## YOUR TASK:
Give the material again in full, matching it exactly.
## Start
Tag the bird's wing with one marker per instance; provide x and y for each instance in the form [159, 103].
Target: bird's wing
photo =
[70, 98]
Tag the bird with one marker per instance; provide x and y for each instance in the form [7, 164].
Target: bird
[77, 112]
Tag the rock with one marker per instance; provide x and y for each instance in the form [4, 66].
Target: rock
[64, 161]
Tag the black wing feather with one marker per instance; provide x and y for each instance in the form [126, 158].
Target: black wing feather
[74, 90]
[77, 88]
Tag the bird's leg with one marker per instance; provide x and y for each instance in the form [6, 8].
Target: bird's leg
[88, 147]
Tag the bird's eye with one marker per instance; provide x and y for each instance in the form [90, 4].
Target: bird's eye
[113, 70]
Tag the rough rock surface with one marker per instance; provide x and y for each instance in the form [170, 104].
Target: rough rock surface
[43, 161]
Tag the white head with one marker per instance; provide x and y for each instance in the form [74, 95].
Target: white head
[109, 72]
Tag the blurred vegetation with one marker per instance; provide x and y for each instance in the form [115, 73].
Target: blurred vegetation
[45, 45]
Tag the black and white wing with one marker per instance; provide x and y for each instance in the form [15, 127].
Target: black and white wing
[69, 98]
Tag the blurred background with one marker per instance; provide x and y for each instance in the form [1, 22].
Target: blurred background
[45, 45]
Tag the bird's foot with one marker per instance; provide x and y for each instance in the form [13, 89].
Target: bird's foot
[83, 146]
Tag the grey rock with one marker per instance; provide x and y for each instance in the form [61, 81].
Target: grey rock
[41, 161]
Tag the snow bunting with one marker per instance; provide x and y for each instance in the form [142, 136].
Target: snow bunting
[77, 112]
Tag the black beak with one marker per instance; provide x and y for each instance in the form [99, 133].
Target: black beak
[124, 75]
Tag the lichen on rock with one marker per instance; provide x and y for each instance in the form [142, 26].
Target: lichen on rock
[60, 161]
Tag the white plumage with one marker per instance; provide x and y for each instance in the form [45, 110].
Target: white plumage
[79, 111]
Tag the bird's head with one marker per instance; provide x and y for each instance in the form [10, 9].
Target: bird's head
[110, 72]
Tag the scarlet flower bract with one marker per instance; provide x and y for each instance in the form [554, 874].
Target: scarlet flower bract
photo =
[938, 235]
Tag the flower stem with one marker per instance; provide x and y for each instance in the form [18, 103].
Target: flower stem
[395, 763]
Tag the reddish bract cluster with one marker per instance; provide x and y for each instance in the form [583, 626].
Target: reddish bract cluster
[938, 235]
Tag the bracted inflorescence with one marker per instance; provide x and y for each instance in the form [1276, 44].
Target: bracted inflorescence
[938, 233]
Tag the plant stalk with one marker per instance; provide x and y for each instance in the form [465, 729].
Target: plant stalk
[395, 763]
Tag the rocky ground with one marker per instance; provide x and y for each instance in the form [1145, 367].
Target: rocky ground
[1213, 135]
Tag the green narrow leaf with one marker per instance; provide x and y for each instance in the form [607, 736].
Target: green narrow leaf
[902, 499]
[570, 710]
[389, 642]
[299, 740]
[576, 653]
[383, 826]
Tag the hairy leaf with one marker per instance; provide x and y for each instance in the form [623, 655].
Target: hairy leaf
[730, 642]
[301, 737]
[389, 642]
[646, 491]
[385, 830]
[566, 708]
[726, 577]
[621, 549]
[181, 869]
## End
## SOLUTION FOR THIS EXERCISE:
Tag the bird's wing with one marker per instance; provide x and y for each instance in the form [159, 103].
Target: bird's wing
photo =
[70, 98]
Tag the bird with one marker per instance; provide x and y for each instance in the form [7, 164].
Target: bird
[77, 112]
Tag the rock with one marker per instance; provide x and y for each instance in the form [4, 66].
Target: rock
[64, 161]
Tag the black wing feather with one marker per instance; provide x and y for each instance in the form [126, 158].
Target: black wing feather
[74, 90]
[77, 88]
Tag the bird's leg with one marker per instance; provide x and y for each instance in the form [6, 8].
Target: bird's leg
[88, 147]
Tag the bird's eye with one marker per instance; provide x and y for each instance in the form [90, 4].
Target: bird's eye
[113, 70]
Tag the rough rock surface with one marker per instance; provide x and y for each instance in the form [170, 104].
Target: rough rock surface
[43, 161]
Tag the white head with one marker per instance; provide x and y for each instance in the form [74, 95].
Target: white head
[109, 72]
Tag the blurred vegetation with one marker per instance; provide x and y for each instance in the form [115, 73].
Target: blurred vegetation
[45, 45]
Tag the black and white wing with one marker per instance; provide x and y for each instance in the form [15, 127].
Target: black and white wing
[69, 98]
Tag the blurred background with one marker per instance; provide x and y for each instance in the form [1, 22].
Target: blurred background
[45, 45]
Tag the bird's foot with one marker per instance; provide x and y for each instance in the form [13, 89].
Target: bird's foot
[83, 146]
Tag the grey rock with one marker per instance; provide x and y for each instance in the form [61, 81].
Target: grey rock
[41, 161]
Tag the snow bunting with one marker per instance; provide x and y for each instance in the form [142, 136].
Target: snow bunting
[77, 112]
Tag the black beak with one marker per instance; provide x and y for each instance in the form [99, 133].
Target: black beak
[124, 75]
Tag the lichen on rock with one marker per instance; provide x and y for each instance in the form [142, 26].
Target: lichen on rock
[60, 161]
Tag the white plumage with one marker per instance; provide x and y for each instance in the form [45, 110].
Target: white plumage
[79, 111]
Tag the bird's head with one marker per instance; provide x and y for each instance in the form [10, 9].
Target: bird's head
[110, 72]
Tag the scarlet flower bract with one marker per instance; provide x and y for each instance in the form [554, 874].
Target: scarlet flower bract
photo =
[938, 235]
Tag the flower stem with one marker per instance; provide x and y for each instance in the form [18, 103].
Target: flower stem
[395, 763]
Tag the reddish bract cluster with one marker per instance; provide x and y for each instance in the form [583, 626].
Target: reddish bract cluster
[938, 235]
Tag the bracted inflorescence with one marker per instance; provide x and y for each instance in the form [1276, 44].
Target: bracted inflorescence
[938, 233]
Tag the plant stalk with one marker per instance; provide x and y for each instance in the form [465, 729].
Target: plant stalk
[395, 763]
Tag the rocky ground with one marker per instance; provide x and y for each instance in the form [1145, 367].
Target: rocky ground
[1213, 135]
Tag the green narrow leaf with one marker per instance; provide x and y for each instance in the form [607, 736].
Target: green narrow leaf
[902, 499]
[570, 710]
[389, 642]
[299, 740]
[576, 653]
[383, 826]
Tag the hairy leaf with one marker per instance; provide x and y for each instance in the form [623, 655].
Target: hairy leaf
[730, 642]
[301, 737]
[389, 642]
[646, 491]
[385, 830]
[566, 708]
[726, 577]
[621, 549]
[181, 869]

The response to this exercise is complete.